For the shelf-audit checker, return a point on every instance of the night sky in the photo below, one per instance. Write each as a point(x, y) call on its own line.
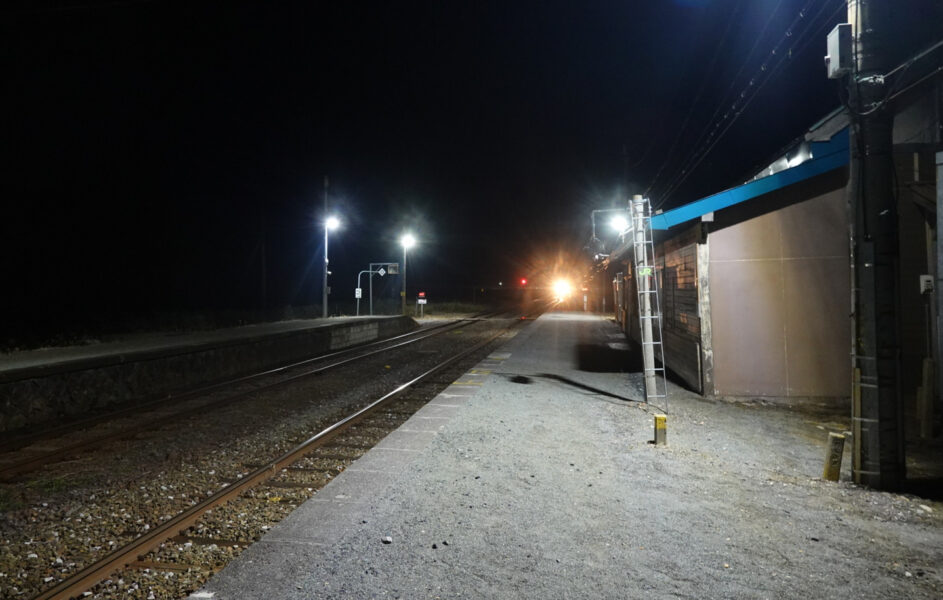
point(156, 151)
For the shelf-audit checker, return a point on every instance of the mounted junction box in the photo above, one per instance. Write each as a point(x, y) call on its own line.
point(838, 62)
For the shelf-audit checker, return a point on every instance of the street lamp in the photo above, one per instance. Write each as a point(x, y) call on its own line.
point(408, 241)
point(330, 224)
point(619, 223)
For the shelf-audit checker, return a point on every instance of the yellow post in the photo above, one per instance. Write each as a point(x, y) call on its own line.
point(661, 430)
point(833, 455)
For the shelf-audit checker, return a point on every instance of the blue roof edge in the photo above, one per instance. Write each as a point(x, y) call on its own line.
point(825, 157)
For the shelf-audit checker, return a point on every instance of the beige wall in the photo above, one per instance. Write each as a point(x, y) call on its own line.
point(779, 301)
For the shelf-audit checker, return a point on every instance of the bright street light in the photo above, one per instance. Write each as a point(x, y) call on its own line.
point(619, 223)
point(330, 224)
point(408, 241)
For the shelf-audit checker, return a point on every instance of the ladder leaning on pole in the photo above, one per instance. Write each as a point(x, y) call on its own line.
point(649, 307)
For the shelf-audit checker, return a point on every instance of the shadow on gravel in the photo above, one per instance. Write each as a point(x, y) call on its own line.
point(607, 358)
point(584, 387)
point(929, 488)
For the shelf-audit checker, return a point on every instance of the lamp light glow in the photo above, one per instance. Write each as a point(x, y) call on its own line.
point(619, 223)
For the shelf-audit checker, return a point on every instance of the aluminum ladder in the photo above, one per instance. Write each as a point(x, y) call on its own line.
point(649, 307)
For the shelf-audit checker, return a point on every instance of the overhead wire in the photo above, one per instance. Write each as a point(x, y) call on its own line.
point(697, 98)
point(724, 98)
point(751, 91)
point(746, 98)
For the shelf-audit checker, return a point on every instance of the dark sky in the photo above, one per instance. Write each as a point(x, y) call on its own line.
point(154, 148)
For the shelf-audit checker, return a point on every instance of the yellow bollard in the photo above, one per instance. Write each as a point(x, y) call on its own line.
point(833, 454)
point(661, 430)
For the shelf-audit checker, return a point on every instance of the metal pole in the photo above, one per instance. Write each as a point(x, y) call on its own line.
point(879, 415)
point(324, 284)
point(938, 288)
point(361, 293)
point(403, 292)
point(324, 279)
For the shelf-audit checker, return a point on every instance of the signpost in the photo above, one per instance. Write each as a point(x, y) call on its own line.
point(421, 301)
point(380, 269)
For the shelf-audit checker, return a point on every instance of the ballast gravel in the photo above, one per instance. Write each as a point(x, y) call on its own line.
point(544, 485)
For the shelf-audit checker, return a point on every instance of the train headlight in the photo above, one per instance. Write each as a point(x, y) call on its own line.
point(562, 288)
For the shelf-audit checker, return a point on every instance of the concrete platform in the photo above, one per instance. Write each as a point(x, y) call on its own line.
point(532, 476)
point(52, 383)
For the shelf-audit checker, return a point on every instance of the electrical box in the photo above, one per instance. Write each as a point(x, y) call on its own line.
point(838, 62)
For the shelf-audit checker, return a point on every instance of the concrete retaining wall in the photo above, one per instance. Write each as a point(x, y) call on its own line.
point(45, 392)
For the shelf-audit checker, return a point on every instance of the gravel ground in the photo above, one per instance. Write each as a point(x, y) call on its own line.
point(56, 521)
point(544, 485)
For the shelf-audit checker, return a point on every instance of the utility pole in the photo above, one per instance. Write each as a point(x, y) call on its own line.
point(324, 281)
point(877, 408)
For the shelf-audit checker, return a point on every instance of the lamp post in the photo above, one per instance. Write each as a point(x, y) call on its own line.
point(408, 241)
point(330, 224)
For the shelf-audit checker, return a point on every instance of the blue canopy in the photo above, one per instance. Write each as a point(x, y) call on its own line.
point(825, 157)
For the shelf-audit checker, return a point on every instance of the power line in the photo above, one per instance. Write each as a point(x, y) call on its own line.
point(749, 93)
point(697, 98)
point(730, 88)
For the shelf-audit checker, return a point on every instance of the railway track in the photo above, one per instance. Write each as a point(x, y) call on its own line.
point(189, 546)
point(159, 413)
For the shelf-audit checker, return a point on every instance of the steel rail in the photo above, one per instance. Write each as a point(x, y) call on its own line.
point(31, 463)
point(129, 553)
point(24, 440)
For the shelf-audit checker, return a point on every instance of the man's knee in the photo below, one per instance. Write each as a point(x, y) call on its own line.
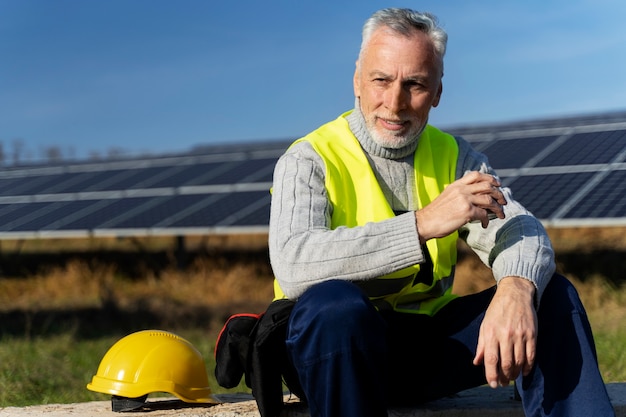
point(332, 313)
point(560, 298)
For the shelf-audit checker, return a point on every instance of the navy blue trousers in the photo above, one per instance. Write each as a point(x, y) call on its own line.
point(355, 361)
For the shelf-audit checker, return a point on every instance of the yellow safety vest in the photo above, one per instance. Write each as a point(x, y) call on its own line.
point(357, 199)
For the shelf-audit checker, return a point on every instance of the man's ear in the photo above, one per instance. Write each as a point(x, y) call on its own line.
point(438, 96)
point(356, 81)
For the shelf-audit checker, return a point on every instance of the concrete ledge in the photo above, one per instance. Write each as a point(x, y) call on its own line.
point(477, 402)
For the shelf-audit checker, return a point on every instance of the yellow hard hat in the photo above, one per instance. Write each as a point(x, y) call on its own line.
point(153, 361)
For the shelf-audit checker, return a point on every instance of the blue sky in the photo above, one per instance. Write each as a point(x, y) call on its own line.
point(155, 76)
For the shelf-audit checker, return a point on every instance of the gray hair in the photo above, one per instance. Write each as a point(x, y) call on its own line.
point(405, 22)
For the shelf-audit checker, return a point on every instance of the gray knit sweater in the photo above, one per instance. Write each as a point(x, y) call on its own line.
point(305, 251)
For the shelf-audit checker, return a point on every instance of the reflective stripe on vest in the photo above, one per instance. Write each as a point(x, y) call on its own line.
point(357, 198)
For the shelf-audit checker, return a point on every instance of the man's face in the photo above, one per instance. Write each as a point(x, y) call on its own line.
point(397, 80)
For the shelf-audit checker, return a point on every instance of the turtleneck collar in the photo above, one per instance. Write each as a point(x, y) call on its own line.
point(356, 121)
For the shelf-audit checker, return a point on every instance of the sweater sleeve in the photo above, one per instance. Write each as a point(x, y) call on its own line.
point(303, 248)
point(517, 245)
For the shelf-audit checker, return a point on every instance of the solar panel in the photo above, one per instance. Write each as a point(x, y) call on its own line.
point(567, 171)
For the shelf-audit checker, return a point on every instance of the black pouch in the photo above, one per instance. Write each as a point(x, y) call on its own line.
point(254, 345)
point(233, 347)
point(270, 366)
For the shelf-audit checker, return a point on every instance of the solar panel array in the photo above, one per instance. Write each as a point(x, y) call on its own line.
point(568, 172)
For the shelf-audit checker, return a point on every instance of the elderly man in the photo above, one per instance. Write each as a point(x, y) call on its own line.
point(366, 214)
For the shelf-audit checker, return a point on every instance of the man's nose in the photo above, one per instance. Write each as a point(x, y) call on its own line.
point(396, 97)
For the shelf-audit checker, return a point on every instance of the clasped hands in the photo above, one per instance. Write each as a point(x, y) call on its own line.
point(508, 333)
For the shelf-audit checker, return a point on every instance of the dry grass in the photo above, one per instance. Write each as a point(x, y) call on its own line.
point(217, 284)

===

■ EXERCISE INSTRUCTIONS ■
From the records above, return the lines from the one with "of the steel" up to and including the one with "point(397, 80)", copied verbatim, with the pictures omitted.

■ SOLUTION FOR THIS PROBLEM ■
For the shelf-audit checker, return a point on every instance of the steel rail in the photo above, one per instance. Write each as a point(x, y) call on its own line.
point(31, 463)
point(129, 553)
point(24, 440)
For the shelf-audit checker, return a point on every instance of the man's knee in the photo below, one per instance. Write each as a point(x, y) call on its own line.
point(332, 313)
point(560, 298)
For the shelf-audit checker, return a point on every instance of the navy blue trousers in the photo above, one per instance. Write each as a point(x, y) call on its own line.
point(355, 361)
For the shelf-audit checker, return a point on every instance of the yellow safety vest in the photo above, one per instance. Write each as a point(x, y) call on its own line.
point(357, 199)
For the shelf-audit checker, return a point on every instance of the man's ear in the photo above, one per instance. Write each as a point(x, y) call on its own line.
point(438, 96)
point(356, 81)
For the shelf-audit checker, return a point on every instance of the concrete ledge in the photo above, one per instance. Write each as a point(x, y) call on its own line.
point(477, 402)
For the shelf-audit checker, return a point on every instance of the yellow hard hat in the photo above, one per instance. Write each as a point(x, y) call on its own line.
point(153, 361)
For the shelf-audit checker, return a point on every instance of the blue sky in the photo above, one per instance. Write each as a point(x, y) call on its own line.
point(155, 76)
For the shelf-audit checker, return a point on every instance of the gray hair in the photo above, one per instance. Write each as a point(x, y) call on its own line.
point(405, 22)
For the shelf-audit checker, return a point on every instance of the gray knit sweater in the photo above, one per instance. Write each as a point(x, y) call on its own line.
point(305, 251)
For the shelf-audit checker, return a point on every instance of the reflective stripe on vest in the photo above, one per instance. Write each as a point(x, y) call on its own line.
point(357, 198)
For the shelf-audit checker, return a point on every instance of the man's face in the photo above, one per instance. Write each as a point(x, y) call on its own line.
point(397, 80)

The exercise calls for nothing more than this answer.